======== Text shown
In October, when he returned to Mentone, the tale of early English history had been completed, and was in type down to the death of Earl Godwine in A.D. 1052. He had hesitated as to the point at which the book should end, but finally decided to carry it down to A.D. 1085, 145 the date of the dispersion of the last great Scandinavian armament which threatened England. As the book dealt with both the Danish and Norman invasions, he called it The Conquest of England. It appeared after his death, wanting, indeed, those expansions in several places which he had meant to give it, but still a book such as few but he could have produced, full of new light, and equal in the parts which have been fully handled to the best work of his earlier years.
Soon after he returned to Mentone he became rapidly worse, and unfit for any continuous exertion. He could barely sit in the garden during an hour or two of morning sunshine. There I saw him in the end of December, fresh and keen as ever, aware that the most he could hope for was to live long enough to complete his Conquest, but eagerly reading every new book that came to him from England, starting schemes for various historical treatises sufficient to fill three life-times, and ranging in talk over the whole field of politics, literature, and history. It seemed as if the intellect and will, which strove to remain till their work was done, were the only things which held the weak and wasted body together. The ardour of his spirit prolonged life amid the signs of death. In January there came a new attack, and in February another unexpected rally. On the 2nd of March he remarked that it was no use fighting longer, 146 and expired five days afterwards at the age of forty-six.
================
*Problem details:*
Condense the paragraph of the biographical passage above that begins "In October, when he returned to Mentone," keeping its main facts.
======== Provided records
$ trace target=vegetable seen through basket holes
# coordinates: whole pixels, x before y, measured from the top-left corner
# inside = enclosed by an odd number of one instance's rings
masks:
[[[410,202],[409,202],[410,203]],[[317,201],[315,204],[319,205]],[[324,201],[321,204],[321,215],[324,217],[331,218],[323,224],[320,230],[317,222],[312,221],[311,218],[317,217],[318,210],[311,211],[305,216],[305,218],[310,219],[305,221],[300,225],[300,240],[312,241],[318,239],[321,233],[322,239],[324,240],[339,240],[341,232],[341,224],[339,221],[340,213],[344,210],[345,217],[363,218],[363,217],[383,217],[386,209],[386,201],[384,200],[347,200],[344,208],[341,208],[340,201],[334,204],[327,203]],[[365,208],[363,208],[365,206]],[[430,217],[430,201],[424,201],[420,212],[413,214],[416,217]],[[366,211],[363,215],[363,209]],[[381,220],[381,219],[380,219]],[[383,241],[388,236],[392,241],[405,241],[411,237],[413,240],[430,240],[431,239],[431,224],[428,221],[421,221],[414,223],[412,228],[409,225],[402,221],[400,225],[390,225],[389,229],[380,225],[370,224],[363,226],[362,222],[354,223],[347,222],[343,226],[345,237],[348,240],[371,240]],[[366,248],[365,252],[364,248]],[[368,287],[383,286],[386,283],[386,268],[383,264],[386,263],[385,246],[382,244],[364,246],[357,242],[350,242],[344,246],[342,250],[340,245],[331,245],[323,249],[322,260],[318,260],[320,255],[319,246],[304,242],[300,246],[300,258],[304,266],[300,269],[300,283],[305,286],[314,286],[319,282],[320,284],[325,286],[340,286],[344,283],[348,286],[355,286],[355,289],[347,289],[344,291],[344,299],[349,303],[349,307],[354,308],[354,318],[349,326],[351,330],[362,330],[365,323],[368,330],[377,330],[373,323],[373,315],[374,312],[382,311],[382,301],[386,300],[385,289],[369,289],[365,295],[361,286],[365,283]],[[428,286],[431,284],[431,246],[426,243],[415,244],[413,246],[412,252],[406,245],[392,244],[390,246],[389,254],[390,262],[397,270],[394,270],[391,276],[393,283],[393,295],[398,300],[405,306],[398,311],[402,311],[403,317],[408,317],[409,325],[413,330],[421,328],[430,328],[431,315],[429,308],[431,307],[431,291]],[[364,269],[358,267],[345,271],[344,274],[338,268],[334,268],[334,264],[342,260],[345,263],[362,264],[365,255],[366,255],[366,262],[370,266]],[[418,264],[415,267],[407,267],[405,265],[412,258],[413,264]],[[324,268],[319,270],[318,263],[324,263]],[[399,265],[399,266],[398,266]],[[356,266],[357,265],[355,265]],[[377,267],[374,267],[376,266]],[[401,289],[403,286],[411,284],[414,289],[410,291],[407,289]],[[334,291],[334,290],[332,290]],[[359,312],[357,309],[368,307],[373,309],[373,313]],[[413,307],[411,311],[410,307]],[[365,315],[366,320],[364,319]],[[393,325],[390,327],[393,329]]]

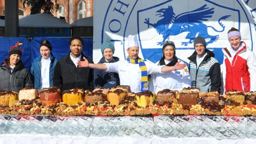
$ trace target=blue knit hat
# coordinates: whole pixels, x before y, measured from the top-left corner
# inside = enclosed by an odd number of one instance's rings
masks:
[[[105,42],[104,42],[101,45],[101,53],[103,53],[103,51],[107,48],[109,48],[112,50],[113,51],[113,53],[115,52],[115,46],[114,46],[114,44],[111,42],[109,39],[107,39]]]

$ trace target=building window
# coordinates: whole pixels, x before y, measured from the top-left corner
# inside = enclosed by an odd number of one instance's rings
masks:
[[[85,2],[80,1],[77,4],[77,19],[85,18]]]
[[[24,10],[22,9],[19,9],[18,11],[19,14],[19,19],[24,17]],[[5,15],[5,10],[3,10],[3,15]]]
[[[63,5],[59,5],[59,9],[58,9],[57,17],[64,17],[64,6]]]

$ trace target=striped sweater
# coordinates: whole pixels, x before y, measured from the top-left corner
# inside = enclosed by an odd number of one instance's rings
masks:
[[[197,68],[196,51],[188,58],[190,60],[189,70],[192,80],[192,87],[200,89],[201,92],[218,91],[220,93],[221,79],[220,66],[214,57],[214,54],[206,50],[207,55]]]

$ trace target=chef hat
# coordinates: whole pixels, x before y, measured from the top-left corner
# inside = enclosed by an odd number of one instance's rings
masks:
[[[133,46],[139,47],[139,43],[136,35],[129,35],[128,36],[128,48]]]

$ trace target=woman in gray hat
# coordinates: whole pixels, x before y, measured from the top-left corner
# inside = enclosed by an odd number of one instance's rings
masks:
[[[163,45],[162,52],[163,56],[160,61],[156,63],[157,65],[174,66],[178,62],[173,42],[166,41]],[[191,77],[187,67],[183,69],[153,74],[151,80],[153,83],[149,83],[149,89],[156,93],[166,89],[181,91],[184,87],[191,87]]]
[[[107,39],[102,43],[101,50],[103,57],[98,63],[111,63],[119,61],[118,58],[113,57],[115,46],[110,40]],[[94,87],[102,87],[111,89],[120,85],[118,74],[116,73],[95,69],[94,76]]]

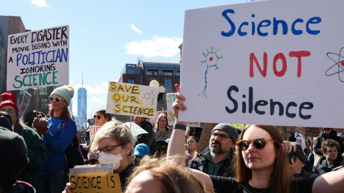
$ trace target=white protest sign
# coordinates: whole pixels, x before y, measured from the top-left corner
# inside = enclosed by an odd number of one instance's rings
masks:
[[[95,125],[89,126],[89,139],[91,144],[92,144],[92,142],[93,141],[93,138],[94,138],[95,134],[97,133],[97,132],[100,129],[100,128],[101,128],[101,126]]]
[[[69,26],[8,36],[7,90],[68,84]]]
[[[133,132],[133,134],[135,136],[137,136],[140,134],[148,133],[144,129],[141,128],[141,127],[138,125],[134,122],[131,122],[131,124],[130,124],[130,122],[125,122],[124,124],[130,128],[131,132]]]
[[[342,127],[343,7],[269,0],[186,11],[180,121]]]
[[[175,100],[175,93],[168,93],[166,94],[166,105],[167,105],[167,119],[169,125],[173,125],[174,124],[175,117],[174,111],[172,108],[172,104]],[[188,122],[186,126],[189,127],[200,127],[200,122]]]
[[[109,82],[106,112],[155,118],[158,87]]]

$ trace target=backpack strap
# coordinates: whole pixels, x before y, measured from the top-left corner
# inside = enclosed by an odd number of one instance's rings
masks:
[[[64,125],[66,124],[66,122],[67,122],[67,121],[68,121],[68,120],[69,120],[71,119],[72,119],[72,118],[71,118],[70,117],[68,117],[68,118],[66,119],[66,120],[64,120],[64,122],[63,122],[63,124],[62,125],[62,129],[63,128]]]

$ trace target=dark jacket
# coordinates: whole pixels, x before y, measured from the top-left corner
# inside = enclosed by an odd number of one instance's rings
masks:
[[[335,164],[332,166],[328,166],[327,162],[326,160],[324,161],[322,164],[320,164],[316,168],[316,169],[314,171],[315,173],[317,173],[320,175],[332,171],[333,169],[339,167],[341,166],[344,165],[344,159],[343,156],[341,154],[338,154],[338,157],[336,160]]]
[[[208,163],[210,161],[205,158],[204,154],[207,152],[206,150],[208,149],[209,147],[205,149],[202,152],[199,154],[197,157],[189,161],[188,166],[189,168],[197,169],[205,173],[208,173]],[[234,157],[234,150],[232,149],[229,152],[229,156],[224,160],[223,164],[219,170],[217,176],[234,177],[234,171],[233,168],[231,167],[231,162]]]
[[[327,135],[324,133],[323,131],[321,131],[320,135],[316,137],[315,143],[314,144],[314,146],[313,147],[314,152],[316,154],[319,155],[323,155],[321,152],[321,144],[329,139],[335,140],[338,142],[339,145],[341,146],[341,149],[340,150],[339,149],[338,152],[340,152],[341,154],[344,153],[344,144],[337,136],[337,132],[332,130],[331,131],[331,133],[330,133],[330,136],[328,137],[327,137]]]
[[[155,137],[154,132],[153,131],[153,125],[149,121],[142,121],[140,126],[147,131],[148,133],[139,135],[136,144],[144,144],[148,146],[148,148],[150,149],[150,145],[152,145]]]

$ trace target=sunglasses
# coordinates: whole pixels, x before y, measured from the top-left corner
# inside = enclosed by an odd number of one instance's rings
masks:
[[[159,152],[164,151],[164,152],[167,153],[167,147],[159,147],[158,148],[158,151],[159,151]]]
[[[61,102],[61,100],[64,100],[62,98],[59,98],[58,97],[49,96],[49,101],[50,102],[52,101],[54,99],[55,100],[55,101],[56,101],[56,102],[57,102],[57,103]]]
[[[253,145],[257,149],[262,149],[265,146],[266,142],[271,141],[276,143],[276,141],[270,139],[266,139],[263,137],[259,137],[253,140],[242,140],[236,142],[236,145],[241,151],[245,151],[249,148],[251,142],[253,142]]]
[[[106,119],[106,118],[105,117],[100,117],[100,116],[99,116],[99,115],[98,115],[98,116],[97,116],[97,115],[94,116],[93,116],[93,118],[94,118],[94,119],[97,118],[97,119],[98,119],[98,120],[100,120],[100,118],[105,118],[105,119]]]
================
======== Provided records
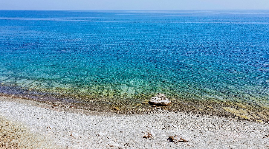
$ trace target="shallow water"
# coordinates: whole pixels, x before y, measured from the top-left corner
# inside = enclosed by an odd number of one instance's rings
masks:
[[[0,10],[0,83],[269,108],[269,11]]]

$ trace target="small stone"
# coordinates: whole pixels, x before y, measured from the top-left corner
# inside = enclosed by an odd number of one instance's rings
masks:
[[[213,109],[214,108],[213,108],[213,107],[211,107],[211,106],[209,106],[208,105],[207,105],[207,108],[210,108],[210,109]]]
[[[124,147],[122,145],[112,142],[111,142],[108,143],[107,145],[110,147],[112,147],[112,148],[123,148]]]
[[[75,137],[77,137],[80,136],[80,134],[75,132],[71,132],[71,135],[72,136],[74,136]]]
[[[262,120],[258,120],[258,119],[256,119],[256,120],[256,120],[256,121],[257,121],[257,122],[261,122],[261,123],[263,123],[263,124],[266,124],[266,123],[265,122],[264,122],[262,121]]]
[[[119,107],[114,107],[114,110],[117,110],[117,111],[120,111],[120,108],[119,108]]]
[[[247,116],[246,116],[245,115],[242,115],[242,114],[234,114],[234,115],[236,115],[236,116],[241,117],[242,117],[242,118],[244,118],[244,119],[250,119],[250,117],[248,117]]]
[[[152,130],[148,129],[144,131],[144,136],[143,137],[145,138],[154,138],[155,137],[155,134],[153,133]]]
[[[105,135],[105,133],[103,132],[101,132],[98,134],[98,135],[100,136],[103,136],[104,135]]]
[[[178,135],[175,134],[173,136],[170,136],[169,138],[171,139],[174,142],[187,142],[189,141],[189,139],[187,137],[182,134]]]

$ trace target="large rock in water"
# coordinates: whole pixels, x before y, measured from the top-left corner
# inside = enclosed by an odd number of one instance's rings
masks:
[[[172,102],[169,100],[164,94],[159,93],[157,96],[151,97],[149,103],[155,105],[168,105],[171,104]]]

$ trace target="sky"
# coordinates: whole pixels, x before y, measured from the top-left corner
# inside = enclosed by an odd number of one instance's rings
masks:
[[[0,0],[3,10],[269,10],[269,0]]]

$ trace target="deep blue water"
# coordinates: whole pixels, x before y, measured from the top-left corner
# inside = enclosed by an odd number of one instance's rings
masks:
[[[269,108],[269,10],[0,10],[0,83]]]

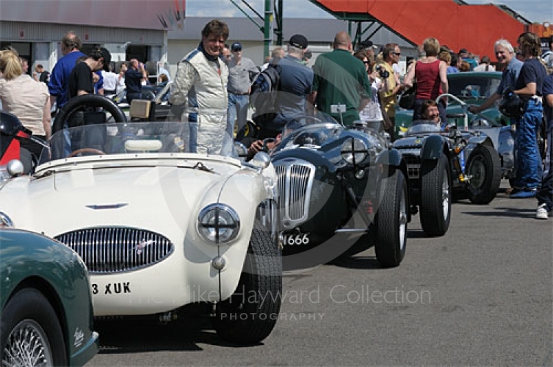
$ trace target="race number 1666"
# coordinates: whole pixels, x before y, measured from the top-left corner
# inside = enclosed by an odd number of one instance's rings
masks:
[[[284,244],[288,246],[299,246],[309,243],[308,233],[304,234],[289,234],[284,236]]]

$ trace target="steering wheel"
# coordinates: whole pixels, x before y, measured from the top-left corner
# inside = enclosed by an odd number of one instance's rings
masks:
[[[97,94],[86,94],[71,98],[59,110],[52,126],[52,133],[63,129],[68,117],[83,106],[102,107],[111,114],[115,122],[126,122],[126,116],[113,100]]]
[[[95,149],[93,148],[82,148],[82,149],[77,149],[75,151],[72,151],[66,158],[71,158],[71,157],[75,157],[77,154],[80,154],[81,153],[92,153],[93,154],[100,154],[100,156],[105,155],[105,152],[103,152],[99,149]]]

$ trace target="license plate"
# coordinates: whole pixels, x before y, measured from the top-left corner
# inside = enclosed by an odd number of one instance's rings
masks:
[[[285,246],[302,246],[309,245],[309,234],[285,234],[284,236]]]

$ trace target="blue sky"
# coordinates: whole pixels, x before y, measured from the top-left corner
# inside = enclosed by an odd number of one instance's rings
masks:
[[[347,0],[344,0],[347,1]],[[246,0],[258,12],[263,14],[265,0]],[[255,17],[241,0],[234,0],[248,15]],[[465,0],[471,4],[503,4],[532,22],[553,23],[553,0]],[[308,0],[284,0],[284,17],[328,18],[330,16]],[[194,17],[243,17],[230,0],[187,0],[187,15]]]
================
======== Provided records
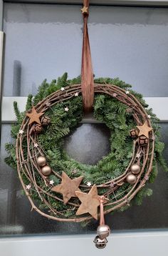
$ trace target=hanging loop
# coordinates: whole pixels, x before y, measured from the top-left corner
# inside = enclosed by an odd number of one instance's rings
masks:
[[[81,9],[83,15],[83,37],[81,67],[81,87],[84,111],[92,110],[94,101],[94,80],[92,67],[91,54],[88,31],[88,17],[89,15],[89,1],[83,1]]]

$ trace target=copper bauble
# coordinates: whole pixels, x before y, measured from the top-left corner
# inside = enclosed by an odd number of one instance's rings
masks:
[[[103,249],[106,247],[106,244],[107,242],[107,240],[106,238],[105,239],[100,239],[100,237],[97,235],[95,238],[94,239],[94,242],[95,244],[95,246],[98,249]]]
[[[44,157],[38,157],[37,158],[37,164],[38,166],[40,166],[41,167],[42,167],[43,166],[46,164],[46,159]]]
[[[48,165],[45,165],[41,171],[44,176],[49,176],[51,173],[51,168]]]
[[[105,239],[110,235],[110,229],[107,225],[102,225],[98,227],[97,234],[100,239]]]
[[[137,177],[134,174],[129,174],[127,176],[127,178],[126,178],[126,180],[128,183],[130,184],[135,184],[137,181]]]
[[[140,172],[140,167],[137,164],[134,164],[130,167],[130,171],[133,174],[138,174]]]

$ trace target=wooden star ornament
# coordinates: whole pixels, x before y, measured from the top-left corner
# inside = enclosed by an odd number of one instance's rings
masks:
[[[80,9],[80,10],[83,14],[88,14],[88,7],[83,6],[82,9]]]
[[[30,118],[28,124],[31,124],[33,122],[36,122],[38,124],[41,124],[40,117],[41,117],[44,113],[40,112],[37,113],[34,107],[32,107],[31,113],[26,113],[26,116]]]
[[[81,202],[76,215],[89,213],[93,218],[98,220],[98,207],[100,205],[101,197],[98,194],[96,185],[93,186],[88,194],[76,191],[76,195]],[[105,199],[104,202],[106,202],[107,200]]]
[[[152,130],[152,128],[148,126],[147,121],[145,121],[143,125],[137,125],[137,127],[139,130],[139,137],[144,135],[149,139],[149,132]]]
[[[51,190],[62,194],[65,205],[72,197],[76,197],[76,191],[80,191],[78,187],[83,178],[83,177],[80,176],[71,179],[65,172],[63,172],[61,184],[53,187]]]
================
*Solution to this task:*
By October, when he returned to Mentone, his account of early English history was finished and typeset through the death of Earl Godwine in A.D. 1052. After some hesitation, he chose to end the book at A.D. 1085, when the last great Scandinavian force threatening England dispersed. Because it covered both the Danish and Norman invasions, he titled it The Conquest of England. It was published after his death and lacked some expansions he had planned. Still, it was full of new insight, and its fully developed parts equaled the best work of his earlier years.